┌─ Excerpted records

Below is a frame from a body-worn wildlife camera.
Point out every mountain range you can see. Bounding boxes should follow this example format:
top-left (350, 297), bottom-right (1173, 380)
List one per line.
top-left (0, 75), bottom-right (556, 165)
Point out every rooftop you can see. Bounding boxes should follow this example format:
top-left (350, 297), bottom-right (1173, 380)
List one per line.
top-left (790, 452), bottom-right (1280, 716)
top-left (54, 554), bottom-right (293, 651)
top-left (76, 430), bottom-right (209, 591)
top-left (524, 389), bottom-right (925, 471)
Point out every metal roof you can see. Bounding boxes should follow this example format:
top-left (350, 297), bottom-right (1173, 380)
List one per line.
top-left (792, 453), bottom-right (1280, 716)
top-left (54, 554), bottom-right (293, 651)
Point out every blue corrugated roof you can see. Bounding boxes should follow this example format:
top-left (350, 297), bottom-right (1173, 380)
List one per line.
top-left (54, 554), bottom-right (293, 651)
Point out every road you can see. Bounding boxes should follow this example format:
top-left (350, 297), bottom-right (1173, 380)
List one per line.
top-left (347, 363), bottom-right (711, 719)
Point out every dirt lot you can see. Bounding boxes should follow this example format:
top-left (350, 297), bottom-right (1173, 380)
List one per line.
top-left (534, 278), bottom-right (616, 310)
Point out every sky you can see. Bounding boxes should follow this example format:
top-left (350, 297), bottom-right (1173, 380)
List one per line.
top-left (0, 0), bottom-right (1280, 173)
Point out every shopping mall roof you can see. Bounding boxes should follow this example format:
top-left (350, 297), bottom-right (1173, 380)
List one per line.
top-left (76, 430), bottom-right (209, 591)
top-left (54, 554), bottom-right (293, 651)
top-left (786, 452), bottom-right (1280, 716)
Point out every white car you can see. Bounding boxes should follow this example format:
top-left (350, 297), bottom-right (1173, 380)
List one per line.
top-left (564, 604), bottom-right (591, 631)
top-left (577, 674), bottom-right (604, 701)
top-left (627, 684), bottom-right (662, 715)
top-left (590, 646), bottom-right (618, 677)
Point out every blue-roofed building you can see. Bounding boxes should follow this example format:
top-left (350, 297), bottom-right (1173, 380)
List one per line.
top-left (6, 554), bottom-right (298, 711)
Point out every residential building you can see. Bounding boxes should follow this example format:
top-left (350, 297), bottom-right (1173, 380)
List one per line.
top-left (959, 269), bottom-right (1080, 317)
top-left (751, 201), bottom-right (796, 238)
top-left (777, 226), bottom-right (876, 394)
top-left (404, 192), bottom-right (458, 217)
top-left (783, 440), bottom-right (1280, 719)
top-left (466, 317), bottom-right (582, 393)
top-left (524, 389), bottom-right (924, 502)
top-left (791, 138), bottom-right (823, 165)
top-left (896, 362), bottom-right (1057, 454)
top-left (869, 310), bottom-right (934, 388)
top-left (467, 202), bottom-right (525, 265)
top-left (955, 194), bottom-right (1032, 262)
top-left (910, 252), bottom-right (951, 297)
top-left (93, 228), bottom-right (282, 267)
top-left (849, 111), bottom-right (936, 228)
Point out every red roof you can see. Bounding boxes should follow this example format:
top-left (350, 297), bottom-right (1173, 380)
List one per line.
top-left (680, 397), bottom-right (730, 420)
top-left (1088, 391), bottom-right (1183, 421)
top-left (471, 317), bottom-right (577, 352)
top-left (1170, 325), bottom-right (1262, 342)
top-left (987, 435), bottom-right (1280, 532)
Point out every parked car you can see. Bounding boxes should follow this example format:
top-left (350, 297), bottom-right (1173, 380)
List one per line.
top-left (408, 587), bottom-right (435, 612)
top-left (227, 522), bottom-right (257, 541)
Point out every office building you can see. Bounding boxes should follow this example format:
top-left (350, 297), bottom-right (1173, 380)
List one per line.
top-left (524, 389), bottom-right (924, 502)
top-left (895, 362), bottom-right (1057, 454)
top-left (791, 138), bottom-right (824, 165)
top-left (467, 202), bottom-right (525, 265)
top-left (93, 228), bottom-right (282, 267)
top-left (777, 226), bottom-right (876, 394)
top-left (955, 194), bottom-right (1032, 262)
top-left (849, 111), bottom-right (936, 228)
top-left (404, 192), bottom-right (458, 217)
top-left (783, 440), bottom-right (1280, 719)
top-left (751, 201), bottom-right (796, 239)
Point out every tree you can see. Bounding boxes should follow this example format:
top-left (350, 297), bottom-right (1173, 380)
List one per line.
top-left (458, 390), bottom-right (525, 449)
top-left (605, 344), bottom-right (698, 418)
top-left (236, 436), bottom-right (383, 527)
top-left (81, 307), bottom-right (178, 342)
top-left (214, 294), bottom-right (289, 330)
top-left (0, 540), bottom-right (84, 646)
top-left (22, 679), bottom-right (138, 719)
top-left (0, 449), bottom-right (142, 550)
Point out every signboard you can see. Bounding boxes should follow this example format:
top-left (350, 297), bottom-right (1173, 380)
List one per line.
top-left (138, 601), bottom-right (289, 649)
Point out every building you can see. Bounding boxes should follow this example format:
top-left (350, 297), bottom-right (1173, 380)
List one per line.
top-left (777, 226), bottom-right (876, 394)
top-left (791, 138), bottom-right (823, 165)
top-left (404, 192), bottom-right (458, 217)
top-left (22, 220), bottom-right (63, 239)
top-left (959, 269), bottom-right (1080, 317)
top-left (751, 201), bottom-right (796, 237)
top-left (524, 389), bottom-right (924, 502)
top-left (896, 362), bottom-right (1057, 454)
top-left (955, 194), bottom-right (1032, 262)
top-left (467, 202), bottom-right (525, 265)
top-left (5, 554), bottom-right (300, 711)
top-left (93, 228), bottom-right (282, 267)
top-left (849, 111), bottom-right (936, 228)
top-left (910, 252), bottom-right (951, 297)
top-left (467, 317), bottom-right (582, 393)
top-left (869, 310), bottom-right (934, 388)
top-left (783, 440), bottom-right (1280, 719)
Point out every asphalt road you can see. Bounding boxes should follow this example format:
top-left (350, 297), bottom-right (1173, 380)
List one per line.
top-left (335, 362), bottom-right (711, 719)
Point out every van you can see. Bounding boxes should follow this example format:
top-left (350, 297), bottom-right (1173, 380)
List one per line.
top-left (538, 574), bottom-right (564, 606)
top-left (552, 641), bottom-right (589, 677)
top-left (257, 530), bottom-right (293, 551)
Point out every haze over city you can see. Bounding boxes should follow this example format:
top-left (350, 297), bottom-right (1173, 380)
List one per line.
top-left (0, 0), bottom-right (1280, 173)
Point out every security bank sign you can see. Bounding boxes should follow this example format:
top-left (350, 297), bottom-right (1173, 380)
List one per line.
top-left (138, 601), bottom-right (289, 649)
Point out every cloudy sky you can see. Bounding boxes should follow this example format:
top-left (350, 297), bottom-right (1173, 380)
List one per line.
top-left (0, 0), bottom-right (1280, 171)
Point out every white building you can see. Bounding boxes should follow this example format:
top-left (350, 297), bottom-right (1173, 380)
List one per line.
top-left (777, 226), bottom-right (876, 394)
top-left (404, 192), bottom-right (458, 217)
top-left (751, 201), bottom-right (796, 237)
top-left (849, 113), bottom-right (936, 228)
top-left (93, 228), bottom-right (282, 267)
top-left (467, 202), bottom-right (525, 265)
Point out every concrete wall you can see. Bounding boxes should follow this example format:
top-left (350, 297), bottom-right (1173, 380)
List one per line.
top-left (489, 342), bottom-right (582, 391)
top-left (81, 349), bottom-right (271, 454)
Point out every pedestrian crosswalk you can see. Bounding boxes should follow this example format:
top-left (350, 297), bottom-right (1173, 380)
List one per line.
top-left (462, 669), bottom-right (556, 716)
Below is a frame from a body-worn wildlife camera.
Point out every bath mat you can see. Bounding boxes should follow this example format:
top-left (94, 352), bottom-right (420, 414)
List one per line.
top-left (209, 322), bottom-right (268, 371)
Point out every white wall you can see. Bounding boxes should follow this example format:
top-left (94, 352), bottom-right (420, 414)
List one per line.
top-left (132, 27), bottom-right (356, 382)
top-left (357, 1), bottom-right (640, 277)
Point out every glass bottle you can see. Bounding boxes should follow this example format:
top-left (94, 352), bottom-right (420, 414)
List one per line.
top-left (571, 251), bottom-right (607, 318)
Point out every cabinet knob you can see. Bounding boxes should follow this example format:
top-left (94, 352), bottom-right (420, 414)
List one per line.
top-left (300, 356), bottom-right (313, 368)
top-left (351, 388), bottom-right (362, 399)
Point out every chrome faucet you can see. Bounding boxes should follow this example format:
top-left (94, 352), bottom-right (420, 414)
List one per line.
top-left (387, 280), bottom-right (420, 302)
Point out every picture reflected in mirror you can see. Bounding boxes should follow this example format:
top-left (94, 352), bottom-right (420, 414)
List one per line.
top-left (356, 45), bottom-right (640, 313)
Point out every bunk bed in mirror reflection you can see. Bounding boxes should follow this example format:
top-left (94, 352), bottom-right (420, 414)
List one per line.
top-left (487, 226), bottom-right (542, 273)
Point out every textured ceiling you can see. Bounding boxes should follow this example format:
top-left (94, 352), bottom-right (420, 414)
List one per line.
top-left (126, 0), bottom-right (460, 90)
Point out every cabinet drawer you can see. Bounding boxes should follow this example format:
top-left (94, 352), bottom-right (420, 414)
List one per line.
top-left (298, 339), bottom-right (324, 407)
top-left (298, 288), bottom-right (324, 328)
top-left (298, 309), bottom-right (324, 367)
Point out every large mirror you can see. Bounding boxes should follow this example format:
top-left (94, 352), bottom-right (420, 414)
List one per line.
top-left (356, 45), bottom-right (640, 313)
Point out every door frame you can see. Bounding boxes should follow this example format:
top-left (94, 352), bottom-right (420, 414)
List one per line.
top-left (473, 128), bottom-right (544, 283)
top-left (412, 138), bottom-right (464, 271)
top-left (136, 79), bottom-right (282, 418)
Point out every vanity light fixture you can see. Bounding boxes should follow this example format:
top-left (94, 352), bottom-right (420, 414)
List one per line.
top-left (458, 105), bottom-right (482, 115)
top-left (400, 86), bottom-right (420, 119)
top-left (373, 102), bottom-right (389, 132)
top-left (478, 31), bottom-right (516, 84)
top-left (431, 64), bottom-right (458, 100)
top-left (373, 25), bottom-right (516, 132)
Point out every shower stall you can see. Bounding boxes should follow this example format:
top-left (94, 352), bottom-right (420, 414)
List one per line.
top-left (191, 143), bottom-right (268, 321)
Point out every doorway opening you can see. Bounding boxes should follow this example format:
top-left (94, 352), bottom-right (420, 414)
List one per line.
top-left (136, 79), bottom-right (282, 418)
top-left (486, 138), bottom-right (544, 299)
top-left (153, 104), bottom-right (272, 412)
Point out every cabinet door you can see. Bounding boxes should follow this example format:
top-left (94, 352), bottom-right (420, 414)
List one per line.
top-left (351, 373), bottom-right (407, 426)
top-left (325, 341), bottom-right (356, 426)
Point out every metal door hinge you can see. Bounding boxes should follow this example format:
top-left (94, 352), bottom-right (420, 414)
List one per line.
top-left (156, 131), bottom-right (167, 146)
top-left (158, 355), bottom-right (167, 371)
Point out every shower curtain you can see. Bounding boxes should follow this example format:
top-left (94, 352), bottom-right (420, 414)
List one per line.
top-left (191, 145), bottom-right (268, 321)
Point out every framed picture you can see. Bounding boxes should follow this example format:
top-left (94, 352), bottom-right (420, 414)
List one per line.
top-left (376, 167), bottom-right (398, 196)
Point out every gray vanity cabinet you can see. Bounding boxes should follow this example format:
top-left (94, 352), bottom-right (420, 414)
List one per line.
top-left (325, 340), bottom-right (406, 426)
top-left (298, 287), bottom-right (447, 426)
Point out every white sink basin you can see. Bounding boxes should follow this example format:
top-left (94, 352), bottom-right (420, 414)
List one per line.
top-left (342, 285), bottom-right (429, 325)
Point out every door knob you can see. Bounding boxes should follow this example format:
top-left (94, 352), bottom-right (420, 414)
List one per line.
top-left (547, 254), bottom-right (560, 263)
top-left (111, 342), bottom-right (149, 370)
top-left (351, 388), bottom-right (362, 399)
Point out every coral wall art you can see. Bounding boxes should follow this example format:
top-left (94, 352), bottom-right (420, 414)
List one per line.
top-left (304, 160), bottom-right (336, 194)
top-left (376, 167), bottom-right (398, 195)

└─

Aim. Reproduce, character for character, the records from the line containing "Point out every blue-roofed" through the line containing "top-left (6, 554), bottom-right (298, 711)", including both of those lines and no others.

Result for this exercise.
Point out every blue-roofed building you can see. Bounding boxes should follow this example format:
top-left (350, 297), bottom-right (1173, 380)
List one per line.
top-left (6, 554), bottom-right (298, 711)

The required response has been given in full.